_Excerpt:_

There are keywords in these input files that you will not necessarily have seen before so check them on the PATHSAMPLE website.
Unlike other examples, this challenge is not designed to be something you can complete in an hour so don't be discouraged!
In order to successfully attempt this challenge, the following need to be in your PATH:
- a PATHSAMPLE binary
- an A12OPTIM binary
- a disconnectionDPS binary
Both this directory and the backup in ./input contain all the files you need to run PATHSAMPLE to expand the database
As PATHSAMPLE acts as a driver for A12OPTIM (i.e. it starts A12OPTIM jobs), there are also A12OPTIM input files present.
-
pathdata - Every PATHSAMPLE job requires a pathdata file containing the keywords used to specify what we would like the run to achieve. This example will require us to run it twice with different keywords, hence there are two sections at the bottom of pathdata, one initially commented out (starting with '! ')
-
pathdata_annotated - The PATHSAMPLE keywords we are using in this example are detailed in pathdata_annotated. This file is not required, it is provided for reference only. For information on the full set of PATHSAMPLE keywords available, check the PATHSAMPLE website
-
min.A - Defines which minima should be considered part of the A group - the products or reactants depending on how we specify the
DIRECTION
in pathdata -
min.B - Defines which minima should be considered part of the B group - the products or reactants depending on how we specify the
DIRECTION
in pathdata -
perm.allow - Specifies which atoms in trypzip should be considered identical with respect to permutational isomerisation. This ensures that we do not consider two minima that differ by a rotation of a methyl group to be different. It is possible to generate these files automatically from a PDB using the Python script here:
SCRIPTS/make_perm.allow/perm-pdb.py file.pdb AMBER
- perm.allow_annotated - Contains details of how the perm.allow groups are constructed. For more information, see the OPTIM website
Both PATHSAMPLE and A12OPTIM need to be able to distinguish permutational isomers and so both require perm.allow to be present.

_Data rows:_
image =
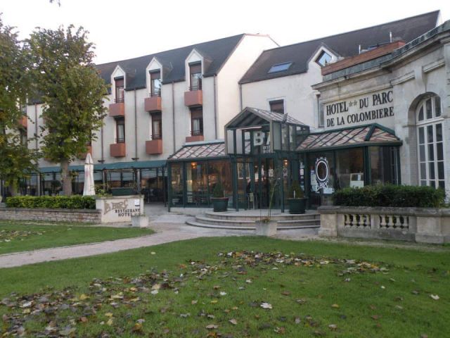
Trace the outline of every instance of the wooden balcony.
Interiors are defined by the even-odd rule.
[[[162,139],[157,139],[146,141],[146,153],[148,155],[162,154]]]
[[[117,102],[117,104],[110,104],[110,116],[112,118],[124,117],[125,104],[124,102]]]
[[[79,159],[85,160],[88,153],[92,155],[92,146],[86,146],[86,153],[80,154],[79,155],[78,155]]]
[[[192,135],[192,136],[187,136],[186,137],[186,143],[198,142],[200,141],[204,141],[204,140],[205,140],[205,137],[203,137],[203,135]]]
[[[126,156],[127,146],[125,142],[110,144],[110,155],[111,155],[112,157]]]
[[[19,125],[25,129],[28,127],[28,118],[25,115],[19,119]]]
[[[148,113],[161,111],[161,96],[147,97],[144,100],[144,107]]]
[[[203,104],[203,92],[202,89],[185,92],[184,104],[188,107],[202,106]]]

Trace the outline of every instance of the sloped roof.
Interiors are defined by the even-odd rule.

_Written problem:_
Answer these questions about the PATHSAMPLE excerpt:
1. Which three binaries need to be in your PATH for the challenge?
2. What does the commented-out section at the bottom of pathdata start with?
3. Which two programs require perm.allow to be present?

_Reply:_
1. A PATHSAMPLE binary, an A12OPTIM binary and a disconnectionDPS binary.
2. '! '
3. PATHSAMPLE and A12OPTIM.